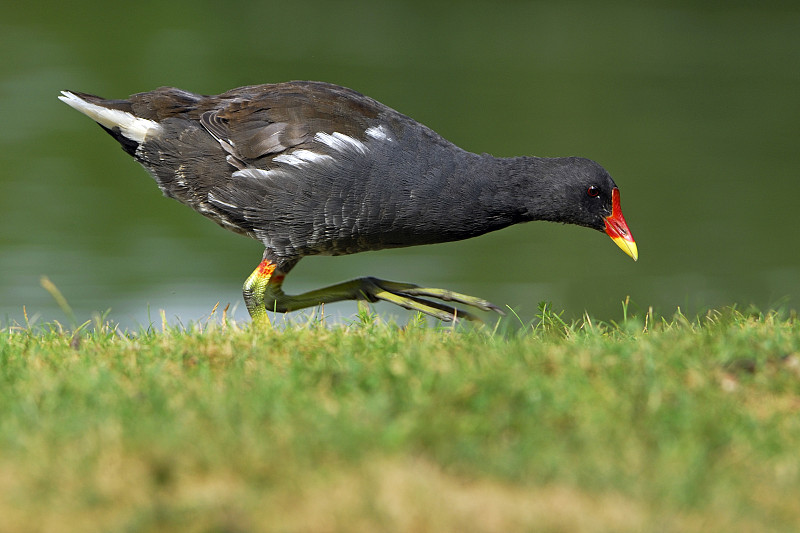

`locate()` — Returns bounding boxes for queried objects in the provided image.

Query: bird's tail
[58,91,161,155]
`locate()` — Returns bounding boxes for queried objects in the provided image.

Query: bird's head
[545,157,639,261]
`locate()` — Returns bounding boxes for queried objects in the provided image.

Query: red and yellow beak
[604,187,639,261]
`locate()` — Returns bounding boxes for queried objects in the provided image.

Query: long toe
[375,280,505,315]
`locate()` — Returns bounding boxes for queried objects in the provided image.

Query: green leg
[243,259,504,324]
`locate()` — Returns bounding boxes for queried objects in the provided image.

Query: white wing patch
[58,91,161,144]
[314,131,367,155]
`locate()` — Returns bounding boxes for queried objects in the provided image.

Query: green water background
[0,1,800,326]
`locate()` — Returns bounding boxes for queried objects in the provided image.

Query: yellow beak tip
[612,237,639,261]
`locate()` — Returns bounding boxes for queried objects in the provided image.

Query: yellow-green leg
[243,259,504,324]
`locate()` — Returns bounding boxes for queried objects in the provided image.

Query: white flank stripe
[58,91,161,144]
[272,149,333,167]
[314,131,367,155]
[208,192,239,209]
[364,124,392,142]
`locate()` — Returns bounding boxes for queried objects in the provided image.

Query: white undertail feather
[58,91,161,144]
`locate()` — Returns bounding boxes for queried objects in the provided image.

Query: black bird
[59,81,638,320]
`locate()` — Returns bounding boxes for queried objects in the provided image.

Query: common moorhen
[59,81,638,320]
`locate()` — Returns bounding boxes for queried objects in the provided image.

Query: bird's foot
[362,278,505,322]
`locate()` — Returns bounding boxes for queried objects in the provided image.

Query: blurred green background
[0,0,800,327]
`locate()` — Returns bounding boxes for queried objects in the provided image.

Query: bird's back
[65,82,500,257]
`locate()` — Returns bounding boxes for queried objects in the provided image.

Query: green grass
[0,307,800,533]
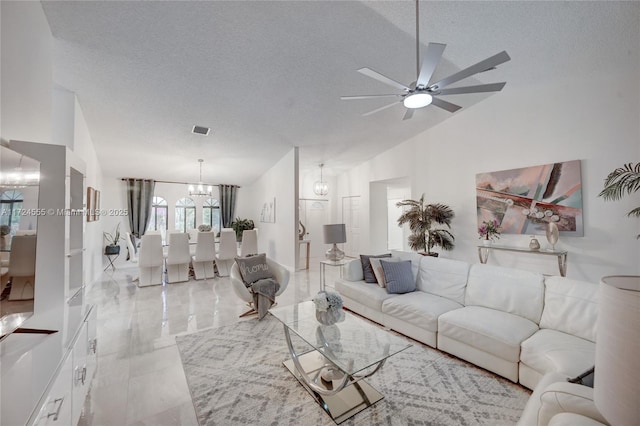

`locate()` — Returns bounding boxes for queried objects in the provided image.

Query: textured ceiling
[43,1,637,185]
◆ ◆ ◆
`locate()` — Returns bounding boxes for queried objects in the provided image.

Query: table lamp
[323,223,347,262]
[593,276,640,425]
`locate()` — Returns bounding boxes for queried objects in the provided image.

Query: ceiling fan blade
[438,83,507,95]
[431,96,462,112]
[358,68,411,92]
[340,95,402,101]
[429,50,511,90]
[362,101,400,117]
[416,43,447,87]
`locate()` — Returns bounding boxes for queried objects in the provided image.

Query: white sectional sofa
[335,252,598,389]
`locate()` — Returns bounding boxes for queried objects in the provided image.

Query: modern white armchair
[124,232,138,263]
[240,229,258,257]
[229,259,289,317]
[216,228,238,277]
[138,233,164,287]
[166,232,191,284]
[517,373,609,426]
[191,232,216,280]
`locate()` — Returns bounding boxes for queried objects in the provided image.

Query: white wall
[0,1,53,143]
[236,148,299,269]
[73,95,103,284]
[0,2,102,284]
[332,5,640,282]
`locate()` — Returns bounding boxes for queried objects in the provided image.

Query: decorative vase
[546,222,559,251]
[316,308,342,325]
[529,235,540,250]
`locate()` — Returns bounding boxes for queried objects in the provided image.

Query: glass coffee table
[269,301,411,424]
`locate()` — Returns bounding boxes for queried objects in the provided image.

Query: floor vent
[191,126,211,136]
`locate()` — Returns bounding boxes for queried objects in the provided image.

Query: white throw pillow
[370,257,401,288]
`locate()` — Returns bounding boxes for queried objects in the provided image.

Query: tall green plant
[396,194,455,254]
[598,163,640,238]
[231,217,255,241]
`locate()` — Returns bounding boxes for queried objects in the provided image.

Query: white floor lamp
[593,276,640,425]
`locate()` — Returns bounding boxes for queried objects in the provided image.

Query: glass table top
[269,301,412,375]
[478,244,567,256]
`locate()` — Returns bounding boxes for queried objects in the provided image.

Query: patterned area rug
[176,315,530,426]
◆ ◆ ◆
### Exercise requirements
How many lines in the rows above contain the string "lamp" with matching case? Reply with the number alone.

### Answer to this exercise
2